(RECORDS SHOWN Opens)

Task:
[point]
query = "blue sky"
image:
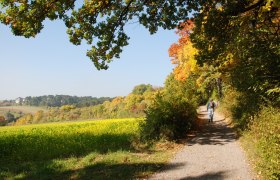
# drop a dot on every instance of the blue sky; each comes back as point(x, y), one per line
point(50, 65)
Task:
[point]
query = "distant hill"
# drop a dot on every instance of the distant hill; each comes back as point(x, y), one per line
point(56, 101)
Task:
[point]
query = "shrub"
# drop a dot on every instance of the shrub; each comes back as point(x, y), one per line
point(266, 138)
point(168, 118)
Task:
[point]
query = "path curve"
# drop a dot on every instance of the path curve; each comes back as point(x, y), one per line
point(213, 154)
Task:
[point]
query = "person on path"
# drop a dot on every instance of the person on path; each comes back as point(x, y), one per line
point(210, 108)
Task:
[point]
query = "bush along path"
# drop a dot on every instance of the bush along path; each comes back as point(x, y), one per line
point(214, 153)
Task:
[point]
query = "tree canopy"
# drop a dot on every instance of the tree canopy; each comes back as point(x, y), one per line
point(102, 23)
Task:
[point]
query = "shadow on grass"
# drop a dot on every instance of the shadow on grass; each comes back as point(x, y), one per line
point(33, 147)
point(101, 170)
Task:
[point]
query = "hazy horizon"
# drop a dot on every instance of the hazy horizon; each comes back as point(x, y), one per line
point(50, 65)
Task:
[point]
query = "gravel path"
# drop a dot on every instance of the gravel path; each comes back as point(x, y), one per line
point(214, 153)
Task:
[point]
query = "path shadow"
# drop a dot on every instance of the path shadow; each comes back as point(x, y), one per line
point(208, 176)
point(214, 133)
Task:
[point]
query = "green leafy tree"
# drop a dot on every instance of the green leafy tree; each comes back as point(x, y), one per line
point(9, 117)
point(141, 89)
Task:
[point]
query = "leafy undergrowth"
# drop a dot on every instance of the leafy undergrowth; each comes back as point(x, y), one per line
point(82, 150)
point(262, 143)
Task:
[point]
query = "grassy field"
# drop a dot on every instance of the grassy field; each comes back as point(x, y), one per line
point(23, 109)
point(103, 149)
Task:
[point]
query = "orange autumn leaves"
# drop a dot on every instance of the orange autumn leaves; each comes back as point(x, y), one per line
point(183, 53)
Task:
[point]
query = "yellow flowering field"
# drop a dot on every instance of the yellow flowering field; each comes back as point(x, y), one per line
point(47, 141)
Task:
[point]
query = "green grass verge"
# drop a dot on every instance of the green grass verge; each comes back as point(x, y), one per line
point(23, 109)
point(262, 143)
point(81, 150)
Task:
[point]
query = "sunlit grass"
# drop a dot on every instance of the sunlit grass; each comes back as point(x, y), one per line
point(80, 150)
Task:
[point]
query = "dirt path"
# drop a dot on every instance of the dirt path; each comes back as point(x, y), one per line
point(213, 154)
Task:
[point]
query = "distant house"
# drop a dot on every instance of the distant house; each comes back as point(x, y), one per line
point(19, 100)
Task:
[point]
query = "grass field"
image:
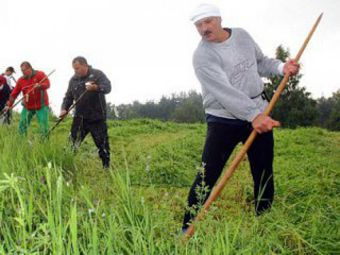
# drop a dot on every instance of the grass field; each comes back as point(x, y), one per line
point(55, 202)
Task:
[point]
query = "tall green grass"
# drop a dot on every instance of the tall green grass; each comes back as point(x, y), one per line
point(55, 202)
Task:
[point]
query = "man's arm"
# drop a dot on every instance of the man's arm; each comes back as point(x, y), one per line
point(67, 101)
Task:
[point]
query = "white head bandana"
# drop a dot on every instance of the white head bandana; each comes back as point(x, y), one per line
point(203, 11)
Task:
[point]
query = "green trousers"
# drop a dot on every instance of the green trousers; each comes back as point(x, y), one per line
point(26, 117)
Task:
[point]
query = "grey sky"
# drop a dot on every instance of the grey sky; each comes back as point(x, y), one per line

(RECORDS SHOWN Closes)

» WHAT THIS TASK INVOLVES: Check each line above for the string "grey", then copy the ones that have it.

» OUTPUT FOR THIS TASK:
query = "grey sky"
# drop a dot on every instance of the grey sky; each comes back as point(x, y), one per line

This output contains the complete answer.